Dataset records

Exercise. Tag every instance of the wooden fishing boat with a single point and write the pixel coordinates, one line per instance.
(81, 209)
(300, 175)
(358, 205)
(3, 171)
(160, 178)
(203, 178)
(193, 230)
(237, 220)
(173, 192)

**Requirement**
Working through the records above, copy each one exactly.

**Answer below**
Exercise. Tag every instance of the wooden fishing boat with a single point and write the pixel coordinates, one line per instance.
(81, 209)
(300, 175)
(358, 205)
(3, 171)
(160, 178)
(203, 178)
(193, 230)
(237, 220)
(173, 192)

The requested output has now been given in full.